» Goal
How many lines in the records below contain the word "grass"? Reply with the number alone.
(begin)
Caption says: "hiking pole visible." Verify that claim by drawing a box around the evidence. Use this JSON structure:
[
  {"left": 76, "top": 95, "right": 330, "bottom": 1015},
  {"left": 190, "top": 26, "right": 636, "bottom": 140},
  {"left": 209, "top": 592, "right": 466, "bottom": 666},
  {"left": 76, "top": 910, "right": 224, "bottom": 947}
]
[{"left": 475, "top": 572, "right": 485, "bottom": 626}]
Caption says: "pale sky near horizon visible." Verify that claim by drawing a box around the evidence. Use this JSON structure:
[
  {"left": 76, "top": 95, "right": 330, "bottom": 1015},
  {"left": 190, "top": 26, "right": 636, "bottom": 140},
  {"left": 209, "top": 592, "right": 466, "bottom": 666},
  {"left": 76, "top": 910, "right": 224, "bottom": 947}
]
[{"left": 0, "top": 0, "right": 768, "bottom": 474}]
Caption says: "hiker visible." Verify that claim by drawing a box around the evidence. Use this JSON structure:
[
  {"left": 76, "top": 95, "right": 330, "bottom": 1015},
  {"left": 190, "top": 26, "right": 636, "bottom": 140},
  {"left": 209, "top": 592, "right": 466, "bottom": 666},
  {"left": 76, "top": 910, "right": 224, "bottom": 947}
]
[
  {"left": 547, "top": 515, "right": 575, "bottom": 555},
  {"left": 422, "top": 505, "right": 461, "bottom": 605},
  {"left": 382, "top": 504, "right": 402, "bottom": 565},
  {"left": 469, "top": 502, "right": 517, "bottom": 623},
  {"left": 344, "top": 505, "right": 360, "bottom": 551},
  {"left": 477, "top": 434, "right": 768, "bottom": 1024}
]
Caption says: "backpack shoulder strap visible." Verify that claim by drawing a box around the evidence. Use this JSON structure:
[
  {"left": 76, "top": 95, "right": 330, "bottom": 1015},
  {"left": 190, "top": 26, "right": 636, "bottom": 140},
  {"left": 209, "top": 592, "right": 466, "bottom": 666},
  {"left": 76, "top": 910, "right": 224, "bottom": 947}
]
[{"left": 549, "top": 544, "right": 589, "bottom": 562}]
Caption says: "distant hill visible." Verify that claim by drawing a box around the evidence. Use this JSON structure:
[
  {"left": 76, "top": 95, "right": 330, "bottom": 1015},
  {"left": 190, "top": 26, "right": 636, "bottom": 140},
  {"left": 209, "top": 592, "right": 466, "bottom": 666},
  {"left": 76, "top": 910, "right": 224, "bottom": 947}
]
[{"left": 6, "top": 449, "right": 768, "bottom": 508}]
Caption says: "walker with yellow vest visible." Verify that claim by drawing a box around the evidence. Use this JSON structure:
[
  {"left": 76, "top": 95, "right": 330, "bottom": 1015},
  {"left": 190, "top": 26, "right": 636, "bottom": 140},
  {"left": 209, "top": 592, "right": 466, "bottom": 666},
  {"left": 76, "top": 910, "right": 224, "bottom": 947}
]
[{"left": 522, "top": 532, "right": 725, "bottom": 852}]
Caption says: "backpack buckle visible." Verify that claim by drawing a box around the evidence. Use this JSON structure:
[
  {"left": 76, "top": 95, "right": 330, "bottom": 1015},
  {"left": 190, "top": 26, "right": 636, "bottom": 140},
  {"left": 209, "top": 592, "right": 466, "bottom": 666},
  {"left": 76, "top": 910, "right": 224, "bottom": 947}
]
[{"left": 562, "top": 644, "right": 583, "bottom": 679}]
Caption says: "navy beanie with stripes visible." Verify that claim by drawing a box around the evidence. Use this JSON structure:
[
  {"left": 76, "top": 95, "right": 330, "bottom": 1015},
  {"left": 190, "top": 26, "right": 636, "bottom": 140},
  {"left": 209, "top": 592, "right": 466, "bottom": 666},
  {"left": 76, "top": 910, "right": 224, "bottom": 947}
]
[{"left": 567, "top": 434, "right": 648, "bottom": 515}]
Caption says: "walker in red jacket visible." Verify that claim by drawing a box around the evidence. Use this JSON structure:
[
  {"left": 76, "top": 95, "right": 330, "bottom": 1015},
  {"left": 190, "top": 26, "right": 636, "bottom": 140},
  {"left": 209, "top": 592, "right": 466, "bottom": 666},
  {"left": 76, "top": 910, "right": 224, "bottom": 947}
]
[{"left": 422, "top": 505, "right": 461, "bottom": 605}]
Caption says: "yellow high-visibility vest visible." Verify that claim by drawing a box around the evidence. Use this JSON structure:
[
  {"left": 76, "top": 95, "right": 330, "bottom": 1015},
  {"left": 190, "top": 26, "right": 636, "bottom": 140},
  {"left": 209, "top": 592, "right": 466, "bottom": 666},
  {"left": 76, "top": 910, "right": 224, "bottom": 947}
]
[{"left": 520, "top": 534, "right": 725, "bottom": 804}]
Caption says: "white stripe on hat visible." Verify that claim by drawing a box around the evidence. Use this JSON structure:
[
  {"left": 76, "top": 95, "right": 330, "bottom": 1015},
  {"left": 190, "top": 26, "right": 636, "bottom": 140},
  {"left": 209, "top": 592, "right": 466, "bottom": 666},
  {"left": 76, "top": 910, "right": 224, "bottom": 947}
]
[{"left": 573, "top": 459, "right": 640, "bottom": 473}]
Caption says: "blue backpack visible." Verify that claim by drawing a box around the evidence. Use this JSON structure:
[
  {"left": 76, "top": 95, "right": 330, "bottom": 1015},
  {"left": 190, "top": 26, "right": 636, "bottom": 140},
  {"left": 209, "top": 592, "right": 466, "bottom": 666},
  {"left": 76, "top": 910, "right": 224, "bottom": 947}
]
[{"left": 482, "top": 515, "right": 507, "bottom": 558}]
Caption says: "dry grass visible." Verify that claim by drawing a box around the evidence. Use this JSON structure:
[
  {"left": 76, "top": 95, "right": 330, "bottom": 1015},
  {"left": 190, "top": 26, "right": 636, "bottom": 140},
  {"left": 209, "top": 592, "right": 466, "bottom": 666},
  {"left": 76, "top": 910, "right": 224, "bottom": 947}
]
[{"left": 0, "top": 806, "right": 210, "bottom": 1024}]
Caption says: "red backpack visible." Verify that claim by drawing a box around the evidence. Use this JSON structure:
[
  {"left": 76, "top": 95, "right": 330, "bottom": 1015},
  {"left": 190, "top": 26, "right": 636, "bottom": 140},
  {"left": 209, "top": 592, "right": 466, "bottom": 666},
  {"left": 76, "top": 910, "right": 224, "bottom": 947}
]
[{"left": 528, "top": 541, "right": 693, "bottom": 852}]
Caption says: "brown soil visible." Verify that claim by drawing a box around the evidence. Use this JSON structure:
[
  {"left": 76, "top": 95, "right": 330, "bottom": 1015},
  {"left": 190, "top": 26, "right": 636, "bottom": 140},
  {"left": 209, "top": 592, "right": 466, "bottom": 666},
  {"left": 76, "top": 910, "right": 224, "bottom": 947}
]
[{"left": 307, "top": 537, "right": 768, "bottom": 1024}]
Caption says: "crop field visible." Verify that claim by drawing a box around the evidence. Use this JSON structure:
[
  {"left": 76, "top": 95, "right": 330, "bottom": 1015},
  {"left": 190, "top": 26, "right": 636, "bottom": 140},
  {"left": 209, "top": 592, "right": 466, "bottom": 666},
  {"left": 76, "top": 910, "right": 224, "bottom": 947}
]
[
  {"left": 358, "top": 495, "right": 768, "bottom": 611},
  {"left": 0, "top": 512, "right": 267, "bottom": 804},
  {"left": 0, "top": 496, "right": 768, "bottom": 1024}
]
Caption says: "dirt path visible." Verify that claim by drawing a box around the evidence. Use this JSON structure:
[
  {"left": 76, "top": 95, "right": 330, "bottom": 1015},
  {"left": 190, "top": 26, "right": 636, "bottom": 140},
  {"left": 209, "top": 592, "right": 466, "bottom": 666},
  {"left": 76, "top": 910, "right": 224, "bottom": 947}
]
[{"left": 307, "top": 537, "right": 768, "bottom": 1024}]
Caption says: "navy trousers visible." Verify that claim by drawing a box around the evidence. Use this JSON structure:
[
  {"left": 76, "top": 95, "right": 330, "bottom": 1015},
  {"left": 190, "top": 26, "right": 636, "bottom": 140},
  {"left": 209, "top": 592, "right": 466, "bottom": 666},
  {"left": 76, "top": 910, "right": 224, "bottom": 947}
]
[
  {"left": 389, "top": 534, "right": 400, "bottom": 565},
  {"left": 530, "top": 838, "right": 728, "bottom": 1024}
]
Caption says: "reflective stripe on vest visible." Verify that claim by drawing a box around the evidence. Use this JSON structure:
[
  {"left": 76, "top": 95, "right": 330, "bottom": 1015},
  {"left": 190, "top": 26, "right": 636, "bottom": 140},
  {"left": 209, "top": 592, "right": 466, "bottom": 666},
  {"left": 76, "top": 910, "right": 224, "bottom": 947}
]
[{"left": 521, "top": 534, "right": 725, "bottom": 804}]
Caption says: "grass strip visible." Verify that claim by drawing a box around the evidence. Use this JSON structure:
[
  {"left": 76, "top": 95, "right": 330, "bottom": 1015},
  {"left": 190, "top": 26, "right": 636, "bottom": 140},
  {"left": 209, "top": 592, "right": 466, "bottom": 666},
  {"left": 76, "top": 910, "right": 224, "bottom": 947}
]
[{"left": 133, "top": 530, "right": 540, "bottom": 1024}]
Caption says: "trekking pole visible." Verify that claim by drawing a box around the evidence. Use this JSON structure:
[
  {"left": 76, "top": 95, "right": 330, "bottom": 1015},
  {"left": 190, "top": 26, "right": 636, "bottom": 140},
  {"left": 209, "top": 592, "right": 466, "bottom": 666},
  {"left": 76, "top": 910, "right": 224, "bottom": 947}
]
(end)
» Exercise answer
2